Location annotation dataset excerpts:
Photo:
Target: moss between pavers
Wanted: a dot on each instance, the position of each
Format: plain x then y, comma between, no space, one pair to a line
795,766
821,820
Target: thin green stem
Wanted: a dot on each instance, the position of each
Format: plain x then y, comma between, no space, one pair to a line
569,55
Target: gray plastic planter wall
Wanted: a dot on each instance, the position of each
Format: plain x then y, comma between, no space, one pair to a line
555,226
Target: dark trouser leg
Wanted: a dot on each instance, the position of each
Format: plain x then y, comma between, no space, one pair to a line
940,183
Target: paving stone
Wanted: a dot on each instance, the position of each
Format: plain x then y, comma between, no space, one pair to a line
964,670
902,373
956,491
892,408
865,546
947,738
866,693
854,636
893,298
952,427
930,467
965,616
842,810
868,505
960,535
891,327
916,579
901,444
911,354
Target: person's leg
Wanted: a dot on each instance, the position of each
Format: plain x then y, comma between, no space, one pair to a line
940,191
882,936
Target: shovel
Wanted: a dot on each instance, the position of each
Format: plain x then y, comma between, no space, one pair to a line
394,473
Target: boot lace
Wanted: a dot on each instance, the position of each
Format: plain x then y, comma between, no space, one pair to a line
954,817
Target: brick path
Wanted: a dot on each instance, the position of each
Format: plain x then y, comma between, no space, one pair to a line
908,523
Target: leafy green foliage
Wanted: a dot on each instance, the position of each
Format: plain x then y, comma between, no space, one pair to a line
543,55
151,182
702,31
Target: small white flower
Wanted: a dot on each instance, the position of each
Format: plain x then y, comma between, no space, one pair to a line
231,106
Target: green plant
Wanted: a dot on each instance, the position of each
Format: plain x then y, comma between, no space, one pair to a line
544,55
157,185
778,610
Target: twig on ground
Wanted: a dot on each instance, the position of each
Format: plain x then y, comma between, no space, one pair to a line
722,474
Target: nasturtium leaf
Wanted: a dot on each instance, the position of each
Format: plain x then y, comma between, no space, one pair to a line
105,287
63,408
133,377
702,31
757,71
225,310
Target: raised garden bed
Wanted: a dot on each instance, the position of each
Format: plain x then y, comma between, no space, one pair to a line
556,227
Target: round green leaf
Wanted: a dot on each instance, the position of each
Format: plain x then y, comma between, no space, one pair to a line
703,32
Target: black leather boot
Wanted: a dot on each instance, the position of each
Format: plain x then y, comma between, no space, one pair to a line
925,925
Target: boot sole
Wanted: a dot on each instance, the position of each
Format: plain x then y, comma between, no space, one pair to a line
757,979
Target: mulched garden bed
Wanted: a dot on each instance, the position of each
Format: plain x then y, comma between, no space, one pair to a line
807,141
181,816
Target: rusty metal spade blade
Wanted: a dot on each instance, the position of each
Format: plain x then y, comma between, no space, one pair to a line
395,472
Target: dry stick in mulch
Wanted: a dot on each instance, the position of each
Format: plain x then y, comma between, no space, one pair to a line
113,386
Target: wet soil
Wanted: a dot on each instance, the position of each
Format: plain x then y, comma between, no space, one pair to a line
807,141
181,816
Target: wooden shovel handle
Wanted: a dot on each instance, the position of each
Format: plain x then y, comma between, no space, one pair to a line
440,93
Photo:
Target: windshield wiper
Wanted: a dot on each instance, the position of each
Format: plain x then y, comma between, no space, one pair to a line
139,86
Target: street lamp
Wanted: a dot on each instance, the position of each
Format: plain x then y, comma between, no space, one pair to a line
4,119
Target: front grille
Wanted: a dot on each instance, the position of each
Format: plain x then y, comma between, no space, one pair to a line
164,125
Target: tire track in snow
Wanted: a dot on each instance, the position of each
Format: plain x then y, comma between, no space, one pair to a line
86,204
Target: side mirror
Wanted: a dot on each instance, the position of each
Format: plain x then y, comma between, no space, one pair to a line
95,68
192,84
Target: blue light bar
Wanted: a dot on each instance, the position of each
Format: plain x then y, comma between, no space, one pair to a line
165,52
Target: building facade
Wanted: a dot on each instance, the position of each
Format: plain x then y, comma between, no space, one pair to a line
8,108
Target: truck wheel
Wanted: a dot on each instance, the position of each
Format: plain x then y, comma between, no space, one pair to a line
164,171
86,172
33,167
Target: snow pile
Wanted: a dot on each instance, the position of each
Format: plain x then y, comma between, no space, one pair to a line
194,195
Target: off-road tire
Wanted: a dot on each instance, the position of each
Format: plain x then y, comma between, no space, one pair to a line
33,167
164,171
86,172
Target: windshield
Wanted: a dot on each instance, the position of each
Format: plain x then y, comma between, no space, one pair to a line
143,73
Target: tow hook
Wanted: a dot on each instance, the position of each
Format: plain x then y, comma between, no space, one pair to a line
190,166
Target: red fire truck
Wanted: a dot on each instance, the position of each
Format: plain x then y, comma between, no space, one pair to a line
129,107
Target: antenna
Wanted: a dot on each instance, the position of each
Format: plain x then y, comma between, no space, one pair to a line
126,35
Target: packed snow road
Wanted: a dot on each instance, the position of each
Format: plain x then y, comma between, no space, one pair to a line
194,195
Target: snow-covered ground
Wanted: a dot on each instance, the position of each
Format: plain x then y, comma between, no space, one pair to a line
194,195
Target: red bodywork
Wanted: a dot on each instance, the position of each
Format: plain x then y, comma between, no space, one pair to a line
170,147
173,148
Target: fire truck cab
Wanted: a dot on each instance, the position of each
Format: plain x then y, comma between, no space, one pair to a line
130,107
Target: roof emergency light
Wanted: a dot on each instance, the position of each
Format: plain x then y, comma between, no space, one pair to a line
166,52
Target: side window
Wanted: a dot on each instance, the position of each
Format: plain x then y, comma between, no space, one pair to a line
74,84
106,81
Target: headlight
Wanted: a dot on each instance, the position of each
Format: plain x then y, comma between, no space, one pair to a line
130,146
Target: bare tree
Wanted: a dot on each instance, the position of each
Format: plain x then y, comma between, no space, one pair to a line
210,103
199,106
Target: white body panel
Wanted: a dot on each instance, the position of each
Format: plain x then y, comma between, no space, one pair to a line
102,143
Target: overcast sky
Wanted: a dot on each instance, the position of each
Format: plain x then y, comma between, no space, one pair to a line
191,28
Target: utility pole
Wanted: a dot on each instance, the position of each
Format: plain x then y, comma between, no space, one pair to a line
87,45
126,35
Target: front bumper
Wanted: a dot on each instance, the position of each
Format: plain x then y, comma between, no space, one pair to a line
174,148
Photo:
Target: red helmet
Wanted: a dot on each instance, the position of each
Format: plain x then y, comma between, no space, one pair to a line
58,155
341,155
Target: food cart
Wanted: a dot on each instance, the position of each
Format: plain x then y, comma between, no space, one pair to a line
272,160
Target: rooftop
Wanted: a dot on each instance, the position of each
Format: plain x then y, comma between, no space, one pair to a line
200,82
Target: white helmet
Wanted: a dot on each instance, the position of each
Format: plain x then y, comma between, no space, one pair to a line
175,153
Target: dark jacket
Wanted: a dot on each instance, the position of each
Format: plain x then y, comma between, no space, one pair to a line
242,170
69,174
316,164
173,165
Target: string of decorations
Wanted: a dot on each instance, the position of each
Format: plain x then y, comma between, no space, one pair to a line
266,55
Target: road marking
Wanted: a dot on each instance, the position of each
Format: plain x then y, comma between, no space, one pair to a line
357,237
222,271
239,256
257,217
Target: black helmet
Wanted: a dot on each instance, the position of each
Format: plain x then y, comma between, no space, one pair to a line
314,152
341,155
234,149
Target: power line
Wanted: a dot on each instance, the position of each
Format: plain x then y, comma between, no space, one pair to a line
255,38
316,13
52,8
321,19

_OBJECTIVE_: Using the material above, reproduce exactly the line that contains "Target: string of decorations" and all lines after it through the last one, and only those.

_ANSWER BELOW_:
Target: string of decorations
Wanted: a dot on each instance, the position of each
Format: plain x then y, comma between, no space, one pair to a line
266,55
Target: road marking
Wanted: a dot on each instance, the position of each
Format: plain x then y, comma between, no space, one pair to a line
357,237
222,271
239,256
257,217
Target: black helmet
Wanted: a dot on each instance, the position of each
Format: plain x then y, comma between, no space, one pair to a line
314,152
341,155
234,149
Target: power line
Wanted: a dot on each instance, the position of each
Format: plain x then y, comma between, no space, one pair to a line
255,38
316,13
52,8
321,19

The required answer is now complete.